## Excerpted records
-------------------------

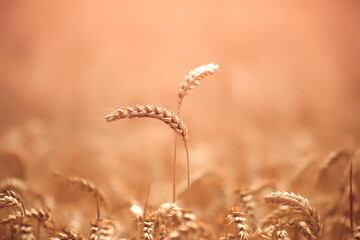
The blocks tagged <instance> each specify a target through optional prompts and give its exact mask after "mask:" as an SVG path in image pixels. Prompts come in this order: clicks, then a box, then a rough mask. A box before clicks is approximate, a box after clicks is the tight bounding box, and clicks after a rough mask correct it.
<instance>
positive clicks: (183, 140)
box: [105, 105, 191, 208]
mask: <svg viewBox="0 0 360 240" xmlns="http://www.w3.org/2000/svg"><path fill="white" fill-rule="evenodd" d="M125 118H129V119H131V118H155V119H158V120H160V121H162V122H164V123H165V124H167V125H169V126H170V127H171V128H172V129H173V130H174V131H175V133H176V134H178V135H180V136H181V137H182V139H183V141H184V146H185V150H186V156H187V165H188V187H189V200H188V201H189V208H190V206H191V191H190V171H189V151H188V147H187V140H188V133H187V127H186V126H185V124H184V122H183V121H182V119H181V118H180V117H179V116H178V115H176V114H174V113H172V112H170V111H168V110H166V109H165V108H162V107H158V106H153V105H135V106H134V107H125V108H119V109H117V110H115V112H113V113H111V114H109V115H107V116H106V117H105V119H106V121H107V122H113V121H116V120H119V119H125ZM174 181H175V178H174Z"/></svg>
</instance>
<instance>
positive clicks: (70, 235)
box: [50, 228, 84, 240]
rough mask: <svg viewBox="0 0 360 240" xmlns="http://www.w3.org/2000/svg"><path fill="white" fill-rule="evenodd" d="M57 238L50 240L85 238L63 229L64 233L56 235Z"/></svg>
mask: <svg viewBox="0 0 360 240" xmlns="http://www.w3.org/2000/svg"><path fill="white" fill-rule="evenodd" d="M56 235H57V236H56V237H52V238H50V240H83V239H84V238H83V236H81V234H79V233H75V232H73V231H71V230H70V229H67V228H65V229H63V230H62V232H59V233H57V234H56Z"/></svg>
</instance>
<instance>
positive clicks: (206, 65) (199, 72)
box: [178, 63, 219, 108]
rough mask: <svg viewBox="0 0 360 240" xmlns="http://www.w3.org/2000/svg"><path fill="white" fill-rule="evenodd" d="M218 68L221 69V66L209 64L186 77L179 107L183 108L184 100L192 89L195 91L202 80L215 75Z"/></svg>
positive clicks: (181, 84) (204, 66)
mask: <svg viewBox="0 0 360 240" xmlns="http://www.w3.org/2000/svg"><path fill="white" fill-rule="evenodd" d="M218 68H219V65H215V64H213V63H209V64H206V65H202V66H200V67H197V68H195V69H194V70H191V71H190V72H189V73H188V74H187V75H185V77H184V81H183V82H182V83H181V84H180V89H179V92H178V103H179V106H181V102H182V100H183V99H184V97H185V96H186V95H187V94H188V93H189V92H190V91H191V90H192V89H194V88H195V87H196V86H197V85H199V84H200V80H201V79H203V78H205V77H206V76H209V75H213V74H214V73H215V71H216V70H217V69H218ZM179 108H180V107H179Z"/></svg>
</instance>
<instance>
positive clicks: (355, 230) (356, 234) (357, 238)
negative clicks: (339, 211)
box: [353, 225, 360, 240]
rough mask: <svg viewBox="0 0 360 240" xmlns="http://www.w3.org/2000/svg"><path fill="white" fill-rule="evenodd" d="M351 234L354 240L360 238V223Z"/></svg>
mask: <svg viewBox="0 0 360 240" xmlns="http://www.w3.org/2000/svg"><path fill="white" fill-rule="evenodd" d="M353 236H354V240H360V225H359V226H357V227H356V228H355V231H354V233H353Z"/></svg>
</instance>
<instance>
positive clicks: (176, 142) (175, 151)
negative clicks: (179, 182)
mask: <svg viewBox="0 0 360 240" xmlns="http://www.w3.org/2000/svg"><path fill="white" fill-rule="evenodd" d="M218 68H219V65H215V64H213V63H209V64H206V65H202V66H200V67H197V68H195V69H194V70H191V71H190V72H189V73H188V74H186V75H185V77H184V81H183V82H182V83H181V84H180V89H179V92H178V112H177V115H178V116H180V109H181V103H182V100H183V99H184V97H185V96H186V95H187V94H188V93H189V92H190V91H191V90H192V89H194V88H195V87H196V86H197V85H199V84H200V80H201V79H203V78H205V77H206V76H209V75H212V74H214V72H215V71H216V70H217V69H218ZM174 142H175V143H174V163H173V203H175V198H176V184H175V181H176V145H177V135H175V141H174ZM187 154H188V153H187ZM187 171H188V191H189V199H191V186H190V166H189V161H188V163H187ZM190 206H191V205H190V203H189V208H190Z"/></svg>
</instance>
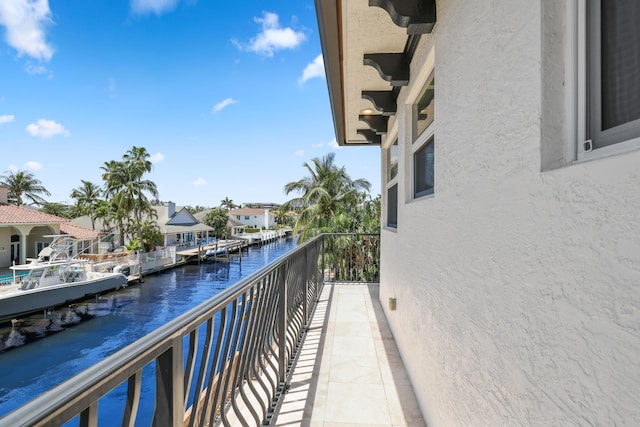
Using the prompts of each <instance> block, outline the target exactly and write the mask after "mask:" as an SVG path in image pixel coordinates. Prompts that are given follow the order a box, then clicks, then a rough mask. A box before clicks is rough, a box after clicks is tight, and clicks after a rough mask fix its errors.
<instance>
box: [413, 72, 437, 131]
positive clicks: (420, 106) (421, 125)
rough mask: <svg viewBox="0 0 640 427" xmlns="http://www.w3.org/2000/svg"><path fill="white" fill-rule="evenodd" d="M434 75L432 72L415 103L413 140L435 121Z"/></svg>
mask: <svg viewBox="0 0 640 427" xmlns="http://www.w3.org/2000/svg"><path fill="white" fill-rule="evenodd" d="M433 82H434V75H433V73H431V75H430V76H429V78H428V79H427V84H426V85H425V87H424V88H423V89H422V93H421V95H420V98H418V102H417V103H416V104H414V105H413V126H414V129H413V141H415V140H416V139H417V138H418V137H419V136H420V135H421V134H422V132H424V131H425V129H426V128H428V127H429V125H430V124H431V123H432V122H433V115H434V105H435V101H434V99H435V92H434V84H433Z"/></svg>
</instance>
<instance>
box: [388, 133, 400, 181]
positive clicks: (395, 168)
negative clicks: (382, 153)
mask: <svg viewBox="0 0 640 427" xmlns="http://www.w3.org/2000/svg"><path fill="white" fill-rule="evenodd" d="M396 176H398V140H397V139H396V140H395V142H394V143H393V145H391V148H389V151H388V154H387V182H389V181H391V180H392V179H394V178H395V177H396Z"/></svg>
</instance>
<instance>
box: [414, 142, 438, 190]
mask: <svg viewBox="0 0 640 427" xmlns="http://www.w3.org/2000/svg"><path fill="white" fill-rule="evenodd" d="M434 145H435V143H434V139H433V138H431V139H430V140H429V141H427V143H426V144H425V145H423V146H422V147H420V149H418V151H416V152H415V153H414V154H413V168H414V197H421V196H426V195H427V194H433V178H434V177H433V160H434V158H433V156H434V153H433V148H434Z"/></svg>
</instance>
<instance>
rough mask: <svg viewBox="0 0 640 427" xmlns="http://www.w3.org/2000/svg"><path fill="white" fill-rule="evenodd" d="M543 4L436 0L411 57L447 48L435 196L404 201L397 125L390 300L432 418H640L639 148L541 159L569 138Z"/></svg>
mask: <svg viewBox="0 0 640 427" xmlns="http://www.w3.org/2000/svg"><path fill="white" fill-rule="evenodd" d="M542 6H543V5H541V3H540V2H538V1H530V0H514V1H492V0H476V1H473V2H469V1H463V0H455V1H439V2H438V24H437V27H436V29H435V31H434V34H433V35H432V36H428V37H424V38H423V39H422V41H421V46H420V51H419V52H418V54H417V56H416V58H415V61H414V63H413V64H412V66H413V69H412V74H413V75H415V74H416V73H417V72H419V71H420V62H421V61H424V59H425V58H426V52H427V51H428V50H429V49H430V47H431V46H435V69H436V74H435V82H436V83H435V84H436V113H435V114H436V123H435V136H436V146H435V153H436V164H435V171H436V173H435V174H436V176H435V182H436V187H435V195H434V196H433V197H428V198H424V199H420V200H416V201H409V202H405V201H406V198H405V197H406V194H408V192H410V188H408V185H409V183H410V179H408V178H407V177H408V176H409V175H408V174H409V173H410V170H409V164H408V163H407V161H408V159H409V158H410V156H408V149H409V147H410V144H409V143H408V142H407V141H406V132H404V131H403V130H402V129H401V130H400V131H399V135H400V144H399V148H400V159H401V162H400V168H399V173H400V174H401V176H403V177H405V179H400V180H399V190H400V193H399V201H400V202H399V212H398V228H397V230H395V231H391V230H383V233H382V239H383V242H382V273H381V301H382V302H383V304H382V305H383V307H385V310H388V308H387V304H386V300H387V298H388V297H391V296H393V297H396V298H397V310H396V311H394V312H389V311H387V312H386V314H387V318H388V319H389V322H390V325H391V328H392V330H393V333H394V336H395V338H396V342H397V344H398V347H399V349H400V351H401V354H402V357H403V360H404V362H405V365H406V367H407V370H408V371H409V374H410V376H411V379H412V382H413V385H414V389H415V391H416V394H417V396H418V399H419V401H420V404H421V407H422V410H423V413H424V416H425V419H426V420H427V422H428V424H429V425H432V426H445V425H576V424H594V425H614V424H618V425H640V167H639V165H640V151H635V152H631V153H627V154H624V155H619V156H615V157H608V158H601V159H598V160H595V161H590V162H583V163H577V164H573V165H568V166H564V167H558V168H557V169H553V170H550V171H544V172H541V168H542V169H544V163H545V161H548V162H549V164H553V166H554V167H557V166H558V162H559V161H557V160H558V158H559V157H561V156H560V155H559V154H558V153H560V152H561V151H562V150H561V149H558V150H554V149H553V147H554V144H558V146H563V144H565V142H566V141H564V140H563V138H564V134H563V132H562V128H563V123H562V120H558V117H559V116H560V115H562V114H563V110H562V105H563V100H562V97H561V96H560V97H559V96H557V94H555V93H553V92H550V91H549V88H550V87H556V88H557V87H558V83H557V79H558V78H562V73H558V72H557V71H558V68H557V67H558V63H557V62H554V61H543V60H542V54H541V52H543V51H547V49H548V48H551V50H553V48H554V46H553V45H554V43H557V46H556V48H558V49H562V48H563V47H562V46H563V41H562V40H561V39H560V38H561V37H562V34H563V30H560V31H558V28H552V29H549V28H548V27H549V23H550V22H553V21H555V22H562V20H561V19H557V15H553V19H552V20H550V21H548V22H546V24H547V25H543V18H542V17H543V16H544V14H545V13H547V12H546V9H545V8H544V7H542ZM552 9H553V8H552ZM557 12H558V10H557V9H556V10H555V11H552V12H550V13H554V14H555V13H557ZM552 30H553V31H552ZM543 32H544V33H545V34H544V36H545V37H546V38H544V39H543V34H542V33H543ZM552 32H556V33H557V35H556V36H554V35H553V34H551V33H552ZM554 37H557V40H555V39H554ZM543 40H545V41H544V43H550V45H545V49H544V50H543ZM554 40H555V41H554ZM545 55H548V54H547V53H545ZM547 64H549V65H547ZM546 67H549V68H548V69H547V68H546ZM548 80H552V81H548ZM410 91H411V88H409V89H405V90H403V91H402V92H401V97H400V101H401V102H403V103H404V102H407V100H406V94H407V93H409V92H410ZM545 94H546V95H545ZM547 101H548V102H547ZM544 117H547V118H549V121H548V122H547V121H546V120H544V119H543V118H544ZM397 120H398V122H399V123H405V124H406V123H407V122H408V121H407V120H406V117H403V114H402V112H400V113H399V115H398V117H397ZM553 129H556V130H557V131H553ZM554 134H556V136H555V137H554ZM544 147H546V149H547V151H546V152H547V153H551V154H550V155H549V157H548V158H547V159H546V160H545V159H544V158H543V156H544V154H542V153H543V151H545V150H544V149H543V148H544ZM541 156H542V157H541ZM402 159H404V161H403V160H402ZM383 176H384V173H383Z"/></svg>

-------------------------

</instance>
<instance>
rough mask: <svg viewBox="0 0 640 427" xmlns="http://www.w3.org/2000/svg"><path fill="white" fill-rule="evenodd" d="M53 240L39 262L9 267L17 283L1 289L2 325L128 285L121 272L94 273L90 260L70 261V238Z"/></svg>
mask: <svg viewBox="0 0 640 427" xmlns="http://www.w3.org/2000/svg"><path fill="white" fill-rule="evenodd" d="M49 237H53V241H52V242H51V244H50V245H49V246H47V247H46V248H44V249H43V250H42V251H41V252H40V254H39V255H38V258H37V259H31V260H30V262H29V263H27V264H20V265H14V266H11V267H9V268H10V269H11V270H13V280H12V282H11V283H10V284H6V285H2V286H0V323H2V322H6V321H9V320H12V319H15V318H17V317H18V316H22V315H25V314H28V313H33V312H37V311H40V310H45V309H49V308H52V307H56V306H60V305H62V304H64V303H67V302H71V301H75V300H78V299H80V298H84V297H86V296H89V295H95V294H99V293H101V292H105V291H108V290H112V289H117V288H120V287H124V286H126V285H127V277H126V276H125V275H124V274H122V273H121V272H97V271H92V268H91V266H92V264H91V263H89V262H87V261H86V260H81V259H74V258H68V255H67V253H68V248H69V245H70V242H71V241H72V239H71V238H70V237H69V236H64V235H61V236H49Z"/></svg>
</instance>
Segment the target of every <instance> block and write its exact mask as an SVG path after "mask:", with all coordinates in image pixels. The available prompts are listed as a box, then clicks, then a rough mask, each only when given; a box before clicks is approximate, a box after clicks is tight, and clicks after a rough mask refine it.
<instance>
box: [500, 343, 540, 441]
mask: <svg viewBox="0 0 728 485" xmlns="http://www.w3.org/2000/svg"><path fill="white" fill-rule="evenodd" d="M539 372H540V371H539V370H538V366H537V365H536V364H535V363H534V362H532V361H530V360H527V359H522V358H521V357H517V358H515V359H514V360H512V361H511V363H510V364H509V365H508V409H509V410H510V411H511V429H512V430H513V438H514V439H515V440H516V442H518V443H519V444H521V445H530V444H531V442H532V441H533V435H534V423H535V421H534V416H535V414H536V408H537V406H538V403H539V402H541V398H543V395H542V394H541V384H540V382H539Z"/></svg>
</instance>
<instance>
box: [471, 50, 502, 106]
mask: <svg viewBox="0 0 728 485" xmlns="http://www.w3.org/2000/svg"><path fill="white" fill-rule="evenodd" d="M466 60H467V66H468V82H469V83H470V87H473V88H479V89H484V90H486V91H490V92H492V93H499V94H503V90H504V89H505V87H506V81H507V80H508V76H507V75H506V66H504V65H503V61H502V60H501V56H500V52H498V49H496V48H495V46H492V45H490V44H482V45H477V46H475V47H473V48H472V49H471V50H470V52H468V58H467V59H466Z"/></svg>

-------------------------

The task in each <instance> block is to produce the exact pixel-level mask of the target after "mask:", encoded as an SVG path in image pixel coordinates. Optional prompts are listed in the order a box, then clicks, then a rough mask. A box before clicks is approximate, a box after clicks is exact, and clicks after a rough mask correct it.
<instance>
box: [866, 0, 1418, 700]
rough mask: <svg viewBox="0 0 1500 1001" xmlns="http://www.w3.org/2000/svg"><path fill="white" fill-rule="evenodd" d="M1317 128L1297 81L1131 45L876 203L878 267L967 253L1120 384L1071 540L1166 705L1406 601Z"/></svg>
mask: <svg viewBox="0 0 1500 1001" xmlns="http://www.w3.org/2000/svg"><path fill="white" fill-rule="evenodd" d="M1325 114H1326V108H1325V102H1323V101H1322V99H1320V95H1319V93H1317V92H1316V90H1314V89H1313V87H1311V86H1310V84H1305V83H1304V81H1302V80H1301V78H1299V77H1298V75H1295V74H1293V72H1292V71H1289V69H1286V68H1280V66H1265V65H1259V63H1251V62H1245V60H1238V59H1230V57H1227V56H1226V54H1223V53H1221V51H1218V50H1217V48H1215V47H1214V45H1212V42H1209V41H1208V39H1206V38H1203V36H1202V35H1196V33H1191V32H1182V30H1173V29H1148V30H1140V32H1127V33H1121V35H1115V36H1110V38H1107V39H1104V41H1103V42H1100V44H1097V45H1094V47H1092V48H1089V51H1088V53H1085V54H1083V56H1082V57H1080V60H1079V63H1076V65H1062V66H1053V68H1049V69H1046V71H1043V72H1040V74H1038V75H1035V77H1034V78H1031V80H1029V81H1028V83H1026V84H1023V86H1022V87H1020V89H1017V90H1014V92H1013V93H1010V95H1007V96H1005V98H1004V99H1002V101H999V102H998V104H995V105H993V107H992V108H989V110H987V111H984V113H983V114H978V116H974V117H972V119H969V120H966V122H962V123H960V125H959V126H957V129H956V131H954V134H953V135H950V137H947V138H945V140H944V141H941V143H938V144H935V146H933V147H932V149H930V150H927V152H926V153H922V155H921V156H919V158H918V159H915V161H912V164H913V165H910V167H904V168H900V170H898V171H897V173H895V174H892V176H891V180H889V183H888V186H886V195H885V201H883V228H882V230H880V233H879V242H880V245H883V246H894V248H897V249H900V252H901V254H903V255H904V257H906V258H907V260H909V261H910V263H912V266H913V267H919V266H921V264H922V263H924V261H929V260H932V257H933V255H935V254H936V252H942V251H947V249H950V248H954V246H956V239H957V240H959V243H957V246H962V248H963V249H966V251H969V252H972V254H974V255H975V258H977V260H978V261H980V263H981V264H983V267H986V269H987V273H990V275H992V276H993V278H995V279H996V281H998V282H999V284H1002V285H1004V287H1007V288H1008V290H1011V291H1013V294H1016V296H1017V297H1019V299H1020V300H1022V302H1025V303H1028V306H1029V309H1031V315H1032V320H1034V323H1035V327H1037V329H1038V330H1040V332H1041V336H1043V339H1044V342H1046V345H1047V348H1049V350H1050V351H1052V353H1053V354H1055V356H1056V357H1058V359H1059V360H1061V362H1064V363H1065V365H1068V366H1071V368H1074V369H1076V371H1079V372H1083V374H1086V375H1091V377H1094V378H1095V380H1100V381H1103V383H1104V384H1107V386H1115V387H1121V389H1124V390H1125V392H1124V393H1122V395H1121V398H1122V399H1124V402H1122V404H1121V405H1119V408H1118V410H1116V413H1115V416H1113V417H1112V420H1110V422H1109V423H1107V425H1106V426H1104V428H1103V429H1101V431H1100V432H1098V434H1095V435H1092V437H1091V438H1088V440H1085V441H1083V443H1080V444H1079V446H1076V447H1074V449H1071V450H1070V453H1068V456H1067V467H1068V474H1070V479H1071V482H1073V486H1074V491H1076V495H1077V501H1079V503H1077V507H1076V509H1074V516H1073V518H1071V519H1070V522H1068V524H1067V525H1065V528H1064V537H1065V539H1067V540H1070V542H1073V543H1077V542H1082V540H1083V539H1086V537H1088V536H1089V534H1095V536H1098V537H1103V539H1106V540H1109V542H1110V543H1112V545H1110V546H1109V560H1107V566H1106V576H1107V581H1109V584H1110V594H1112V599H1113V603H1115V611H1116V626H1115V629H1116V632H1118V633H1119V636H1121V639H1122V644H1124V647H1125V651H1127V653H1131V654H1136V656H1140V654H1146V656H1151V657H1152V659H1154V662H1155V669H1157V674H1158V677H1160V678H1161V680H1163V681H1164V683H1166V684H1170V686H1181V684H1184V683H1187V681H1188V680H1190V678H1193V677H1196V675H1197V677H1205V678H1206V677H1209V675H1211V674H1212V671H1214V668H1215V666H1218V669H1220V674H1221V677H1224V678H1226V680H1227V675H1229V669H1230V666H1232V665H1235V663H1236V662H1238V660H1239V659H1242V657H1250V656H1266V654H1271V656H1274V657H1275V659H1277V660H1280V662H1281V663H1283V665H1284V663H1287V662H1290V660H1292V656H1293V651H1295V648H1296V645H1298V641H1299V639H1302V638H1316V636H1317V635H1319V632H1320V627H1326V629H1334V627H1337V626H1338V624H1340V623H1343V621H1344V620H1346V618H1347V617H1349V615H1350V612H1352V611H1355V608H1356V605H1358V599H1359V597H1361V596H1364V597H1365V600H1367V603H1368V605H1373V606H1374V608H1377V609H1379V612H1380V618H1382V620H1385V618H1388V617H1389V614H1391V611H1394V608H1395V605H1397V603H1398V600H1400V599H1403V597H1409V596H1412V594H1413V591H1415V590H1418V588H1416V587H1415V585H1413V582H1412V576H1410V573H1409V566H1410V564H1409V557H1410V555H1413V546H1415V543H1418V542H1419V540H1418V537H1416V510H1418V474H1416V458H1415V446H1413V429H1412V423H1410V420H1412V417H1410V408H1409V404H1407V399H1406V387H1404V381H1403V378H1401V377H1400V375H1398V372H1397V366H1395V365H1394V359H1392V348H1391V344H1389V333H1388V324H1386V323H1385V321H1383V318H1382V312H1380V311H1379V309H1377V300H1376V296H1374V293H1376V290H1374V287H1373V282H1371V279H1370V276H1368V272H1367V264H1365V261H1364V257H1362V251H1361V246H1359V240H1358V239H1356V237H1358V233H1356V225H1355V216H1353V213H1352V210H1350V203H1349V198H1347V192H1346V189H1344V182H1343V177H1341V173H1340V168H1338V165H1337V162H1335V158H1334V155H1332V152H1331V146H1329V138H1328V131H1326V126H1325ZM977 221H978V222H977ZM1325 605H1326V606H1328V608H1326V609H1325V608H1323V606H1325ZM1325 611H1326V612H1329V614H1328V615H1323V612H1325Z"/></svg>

-------------------------

## Exercise
Return every line of the items above that contains the string "positive", treating uppercase and lowercase letters as distinct.

## Task solution
positive clicks: (183, 140)
positive clicks: (70, 235)
positive clicks: (206, 65) (199, 72)
positive clicks: (181, 84) (204, 66)
positive clicks: (355, 230) (356, 234) (357, 238)
positive clicks: (176, 142) (175, 151)
positive clicks: (420, 106) (421, 125)
positive clicks: (395, 168)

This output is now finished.